━━━ Provided material ━━━

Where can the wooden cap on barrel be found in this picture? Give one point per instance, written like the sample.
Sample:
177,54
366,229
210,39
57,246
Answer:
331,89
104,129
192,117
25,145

━━━

Given problem:
Copy out every entry above in full, adding 19 to each number in the answer points and leaving all other lines unchanged.

The answer:
Where can the wooden cap on barrel be found in this picture? Give one point per instance, written like the sample.
Sample:
177,54
366,229
210,39
57,246
Answer:
350,108
123,148
211,136
44,164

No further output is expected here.